- _DESCRIPTION OF THE TASK_:
Find the line containing "Objective — for every instance of the steam". Return it and every line after it, unchanged, up to and including the last line.

- _WORKING DATA_:

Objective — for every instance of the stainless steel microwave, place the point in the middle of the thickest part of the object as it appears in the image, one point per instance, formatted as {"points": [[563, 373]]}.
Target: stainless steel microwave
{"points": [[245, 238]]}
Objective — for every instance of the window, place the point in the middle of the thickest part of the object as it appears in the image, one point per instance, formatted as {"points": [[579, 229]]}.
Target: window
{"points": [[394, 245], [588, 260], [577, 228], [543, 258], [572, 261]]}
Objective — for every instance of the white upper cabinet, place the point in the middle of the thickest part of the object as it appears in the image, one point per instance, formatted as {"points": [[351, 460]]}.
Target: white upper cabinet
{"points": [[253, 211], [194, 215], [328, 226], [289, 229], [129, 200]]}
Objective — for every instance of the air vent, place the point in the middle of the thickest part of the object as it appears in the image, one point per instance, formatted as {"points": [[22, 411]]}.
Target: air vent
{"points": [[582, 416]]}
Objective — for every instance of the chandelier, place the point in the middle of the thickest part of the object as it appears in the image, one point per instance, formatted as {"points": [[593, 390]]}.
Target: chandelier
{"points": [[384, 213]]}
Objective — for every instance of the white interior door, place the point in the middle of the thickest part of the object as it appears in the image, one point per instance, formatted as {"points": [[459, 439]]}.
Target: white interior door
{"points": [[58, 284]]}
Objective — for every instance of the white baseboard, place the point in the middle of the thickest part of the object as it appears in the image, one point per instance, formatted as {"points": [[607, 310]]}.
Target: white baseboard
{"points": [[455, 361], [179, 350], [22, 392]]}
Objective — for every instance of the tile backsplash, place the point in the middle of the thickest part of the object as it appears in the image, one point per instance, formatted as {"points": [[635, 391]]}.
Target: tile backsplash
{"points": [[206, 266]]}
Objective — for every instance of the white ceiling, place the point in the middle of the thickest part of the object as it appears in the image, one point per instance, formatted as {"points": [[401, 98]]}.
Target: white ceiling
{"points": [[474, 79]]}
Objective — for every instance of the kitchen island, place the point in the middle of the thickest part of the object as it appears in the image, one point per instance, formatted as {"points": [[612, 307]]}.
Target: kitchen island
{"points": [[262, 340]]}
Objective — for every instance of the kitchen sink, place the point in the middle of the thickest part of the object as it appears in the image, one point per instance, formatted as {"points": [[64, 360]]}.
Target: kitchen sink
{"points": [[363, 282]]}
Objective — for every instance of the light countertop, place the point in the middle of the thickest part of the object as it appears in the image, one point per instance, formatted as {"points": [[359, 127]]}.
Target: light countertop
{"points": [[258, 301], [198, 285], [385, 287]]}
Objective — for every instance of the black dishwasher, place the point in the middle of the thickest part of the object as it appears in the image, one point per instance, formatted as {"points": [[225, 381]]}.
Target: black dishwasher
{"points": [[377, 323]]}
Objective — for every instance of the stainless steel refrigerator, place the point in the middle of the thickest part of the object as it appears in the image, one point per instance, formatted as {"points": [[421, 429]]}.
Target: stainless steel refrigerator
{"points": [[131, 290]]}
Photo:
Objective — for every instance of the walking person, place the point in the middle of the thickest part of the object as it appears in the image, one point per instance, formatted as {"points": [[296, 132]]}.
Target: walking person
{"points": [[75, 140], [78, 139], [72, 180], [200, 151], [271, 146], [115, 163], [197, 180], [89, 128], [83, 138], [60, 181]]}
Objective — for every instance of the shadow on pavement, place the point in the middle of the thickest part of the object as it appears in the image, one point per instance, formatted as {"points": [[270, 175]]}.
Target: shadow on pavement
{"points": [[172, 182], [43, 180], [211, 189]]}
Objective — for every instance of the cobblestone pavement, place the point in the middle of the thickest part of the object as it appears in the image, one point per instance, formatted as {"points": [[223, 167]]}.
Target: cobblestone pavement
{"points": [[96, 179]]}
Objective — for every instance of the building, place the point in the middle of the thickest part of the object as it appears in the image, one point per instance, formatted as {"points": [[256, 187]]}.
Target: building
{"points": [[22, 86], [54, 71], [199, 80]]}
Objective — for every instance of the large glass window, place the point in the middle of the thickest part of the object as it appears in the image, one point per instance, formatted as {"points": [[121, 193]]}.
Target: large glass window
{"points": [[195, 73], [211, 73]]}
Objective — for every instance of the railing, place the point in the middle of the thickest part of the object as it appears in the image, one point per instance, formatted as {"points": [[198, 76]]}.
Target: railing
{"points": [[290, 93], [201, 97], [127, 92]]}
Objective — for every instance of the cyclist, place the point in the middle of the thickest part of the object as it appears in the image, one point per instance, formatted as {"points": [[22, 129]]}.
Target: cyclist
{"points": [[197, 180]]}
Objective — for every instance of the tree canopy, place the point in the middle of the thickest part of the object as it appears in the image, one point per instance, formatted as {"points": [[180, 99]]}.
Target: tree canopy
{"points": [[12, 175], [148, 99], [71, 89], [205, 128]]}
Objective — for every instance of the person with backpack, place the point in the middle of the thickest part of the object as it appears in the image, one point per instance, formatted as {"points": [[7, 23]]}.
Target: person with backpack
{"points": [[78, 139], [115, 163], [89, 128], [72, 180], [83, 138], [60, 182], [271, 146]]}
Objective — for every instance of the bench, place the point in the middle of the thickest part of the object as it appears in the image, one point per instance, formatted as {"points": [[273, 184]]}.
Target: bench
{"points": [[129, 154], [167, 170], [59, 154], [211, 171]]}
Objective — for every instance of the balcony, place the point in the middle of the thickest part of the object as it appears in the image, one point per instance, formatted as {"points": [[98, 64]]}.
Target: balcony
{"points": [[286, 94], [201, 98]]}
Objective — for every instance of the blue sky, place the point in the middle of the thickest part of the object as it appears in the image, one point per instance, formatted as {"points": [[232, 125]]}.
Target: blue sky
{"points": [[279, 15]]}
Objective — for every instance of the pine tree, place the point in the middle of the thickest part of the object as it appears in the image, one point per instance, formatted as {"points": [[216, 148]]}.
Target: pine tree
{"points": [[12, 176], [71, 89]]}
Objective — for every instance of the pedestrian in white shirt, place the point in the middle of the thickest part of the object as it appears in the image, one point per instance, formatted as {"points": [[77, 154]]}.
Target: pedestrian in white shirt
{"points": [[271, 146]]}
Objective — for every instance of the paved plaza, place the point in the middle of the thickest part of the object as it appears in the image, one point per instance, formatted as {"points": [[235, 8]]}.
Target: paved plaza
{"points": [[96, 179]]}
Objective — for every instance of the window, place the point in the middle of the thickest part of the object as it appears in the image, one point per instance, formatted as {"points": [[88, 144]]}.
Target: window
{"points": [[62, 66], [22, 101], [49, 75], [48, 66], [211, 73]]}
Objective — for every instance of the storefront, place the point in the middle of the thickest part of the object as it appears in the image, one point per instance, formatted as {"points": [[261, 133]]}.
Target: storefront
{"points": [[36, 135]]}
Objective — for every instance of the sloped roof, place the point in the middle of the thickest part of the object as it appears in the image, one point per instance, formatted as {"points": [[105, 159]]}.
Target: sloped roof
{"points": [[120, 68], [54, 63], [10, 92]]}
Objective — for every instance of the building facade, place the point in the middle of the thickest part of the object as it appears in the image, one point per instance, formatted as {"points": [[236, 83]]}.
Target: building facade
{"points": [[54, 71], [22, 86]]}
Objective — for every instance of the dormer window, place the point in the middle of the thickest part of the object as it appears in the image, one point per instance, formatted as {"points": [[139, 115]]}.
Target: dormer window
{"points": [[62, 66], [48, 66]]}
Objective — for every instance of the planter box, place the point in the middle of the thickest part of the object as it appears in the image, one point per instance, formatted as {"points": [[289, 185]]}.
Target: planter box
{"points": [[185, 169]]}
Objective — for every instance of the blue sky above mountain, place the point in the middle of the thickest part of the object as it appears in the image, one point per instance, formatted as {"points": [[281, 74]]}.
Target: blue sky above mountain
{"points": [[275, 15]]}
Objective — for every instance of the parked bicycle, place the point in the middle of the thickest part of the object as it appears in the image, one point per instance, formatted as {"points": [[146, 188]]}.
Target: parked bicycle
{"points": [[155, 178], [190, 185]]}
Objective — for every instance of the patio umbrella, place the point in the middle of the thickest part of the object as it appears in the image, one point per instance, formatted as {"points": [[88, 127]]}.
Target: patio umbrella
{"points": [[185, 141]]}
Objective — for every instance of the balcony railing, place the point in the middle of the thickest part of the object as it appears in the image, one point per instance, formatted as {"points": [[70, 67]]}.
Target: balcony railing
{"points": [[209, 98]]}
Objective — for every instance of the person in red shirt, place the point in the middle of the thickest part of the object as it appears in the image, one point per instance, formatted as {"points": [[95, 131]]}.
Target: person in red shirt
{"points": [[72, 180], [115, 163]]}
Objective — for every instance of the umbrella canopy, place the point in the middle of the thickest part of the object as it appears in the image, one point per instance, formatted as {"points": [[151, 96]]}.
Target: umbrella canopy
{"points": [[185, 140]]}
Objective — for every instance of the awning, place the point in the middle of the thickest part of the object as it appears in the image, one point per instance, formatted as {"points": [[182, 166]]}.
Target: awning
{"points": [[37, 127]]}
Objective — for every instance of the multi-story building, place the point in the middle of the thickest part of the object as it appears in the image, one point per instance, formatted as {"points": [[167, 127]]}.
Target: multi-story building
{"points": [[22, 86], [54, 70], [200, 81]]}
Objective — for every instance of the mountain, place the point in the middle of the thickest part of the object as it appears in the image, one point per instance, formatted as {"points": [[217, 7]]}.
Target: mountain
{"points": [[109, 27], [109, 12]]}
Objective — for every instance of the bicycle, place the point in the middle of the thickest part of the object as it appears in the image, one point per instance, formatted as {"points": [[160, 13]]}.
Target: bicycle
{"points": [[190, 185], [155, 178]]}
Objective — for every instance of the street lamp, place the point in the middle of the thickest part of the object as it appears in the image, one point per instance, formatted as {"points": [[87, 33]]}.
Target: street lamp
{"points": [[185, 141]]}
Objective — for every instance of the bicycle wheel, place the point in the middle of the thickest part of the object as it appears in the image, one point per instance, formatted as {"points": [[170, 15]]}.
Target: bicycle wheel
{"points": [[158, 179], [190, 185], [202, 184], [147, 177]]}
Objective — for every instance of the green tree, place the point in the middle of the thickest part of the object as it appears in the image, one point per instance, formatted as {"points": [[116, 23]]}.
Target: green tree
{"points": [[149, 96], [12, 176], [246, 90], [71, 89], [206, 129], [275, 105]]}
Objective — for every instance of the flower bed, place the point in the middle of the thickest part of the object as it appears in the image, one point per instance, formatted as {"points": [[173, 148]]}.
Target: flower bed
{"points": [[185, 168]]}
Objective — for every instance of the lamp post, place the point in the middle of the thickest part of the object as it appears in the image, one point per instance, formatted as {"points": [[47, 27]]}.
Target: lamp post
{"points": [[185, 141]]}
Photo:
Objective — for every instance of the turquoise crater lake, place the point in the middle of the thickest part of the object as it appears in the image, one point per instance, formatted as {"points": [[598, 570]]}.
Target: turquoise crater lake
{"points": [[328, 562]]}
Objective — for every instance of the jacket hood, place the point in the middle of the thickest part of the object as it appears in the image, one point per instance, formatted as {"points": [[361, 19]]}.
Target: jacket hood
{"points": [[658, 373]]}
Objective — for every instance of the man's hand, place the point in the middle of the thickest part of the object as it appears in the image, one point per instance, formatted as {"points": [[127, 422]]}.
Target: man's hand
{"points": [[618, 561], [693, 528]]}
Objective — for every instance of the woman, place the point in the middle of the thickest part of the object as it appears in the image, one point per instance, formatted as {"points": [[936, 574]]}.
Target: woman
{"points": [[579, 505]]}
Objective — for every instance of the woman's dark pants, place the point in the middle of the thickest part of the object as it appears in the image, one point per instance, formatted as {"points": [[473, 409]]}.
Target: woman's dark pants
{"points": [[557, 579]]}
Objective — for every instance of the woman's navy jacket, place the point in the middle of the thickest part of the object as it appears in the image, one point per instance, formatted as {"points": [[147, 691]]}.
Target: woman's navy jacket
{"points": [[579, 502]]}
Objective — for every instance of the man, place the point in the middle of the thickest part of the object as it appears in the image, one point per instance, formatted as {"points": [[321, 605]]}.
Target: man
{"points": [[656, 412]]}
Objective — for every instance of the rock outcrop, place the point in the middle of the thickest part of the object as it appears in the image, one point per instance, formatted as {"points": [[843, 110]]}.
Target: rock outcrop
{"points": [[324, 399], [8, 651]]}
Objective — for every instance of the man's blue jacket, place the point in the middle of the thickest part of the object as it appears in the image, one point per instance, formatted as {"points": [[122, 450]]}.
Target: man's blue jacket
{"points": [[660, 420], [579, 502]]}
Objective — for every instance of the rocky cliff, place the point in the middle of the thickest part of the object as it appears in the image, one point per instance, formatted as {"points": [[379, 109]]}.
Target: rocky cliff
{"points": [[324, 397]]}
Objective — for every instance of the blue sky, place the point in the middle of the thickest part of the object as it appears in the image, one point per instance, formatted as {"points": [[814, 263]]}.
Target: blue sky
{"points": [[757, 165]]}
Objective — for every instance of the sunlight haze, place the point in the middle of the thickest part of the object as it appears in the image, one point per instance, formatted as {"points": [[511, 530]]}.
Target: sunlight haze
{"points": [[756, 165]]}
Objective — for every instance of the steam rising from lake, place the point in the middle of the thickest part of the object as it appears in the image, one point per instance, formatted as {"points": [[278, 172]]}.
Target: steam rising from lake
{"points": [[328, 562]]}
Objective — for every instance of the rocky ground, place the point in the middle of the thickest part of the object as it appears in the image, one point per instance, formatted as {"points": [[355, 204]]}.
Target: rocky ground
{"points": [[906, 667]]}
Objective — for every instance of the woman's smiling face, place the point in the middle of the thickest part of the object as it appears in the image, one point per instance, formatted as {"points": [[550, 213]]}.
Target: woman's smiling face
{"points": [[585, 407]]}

- _ANSWER TO THIS PROBLEM_:
Objective — for every instance of the steam rising from lake, place the point in the middle of the thickest part of the object as it appears in the image, one point per instance, formatted as {"points": [[278, 172]]}.
Target: steam rising from lake
{"points": [[328, 562]]}
Objective — for every instance of the rocky ground, place the point in the middle of the thickest part of the object as it appears in the image, one point per instance, formatted as {"points": [[355, 204]]}.
Target: rocky ground
{"points": [[906, 667]]}
Objective — for every instance of the woman's smiling face, place the point in the middle of the thickest part of the object as it appears in the image, one point per instance, formatted as {"points": [[550, 213]]}.
Target: woman's smiling face
{"points": [[585, 407]]}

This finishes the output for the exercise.